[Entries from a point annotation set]
+ + +
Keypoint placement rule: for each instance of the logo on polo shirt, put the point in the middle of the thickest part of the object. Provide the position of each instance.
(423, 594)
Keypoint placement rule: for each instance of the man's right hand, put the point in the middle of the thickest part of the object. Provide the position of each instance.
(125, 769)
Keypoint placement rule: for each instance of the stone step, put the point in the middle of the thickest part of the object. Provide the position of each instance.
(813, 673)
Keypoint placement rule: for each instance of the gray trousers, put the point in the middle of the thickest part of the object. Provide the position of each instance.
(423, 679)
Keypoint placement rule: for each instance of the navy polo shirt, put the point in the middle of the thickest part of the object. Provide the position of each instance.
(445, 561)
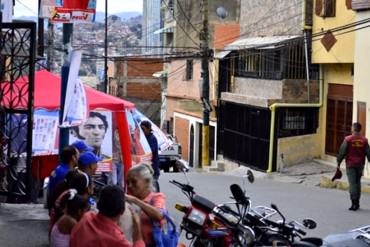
+ + +
Stated problem:
Rewrite all of the material above line by line, offsetting every coordinate in the answers by adding 44 to it. Leave the pictures out.

Response to this exercise:
Keypoint placement rule: for each instance of the logo on polo shirt, put the point in the middle of the thickest part of the object. Provide the position of each instance.
(467, 638)
Keypoint placement rule: for each instance of the man's right hand, put the point in the middle of the thickest part of the object. Provide the position of each instance.
(169, 813)
Keypoint placement rule: for each instance of the stone step, put the point in the middle of the thickest part of the object. Provide the position of each instance.
(857, 717)
Keypoint placement rule: for each instance of the gray trousers, put the point in the middle of the thickest part of the object. Provide the position of each instance.
(467, 723)
Keypoint placement rule: for each instance of the navy polo shirt, put the point in the middle of the thickest part of the object. Provide the position of each instance.
(489, 605)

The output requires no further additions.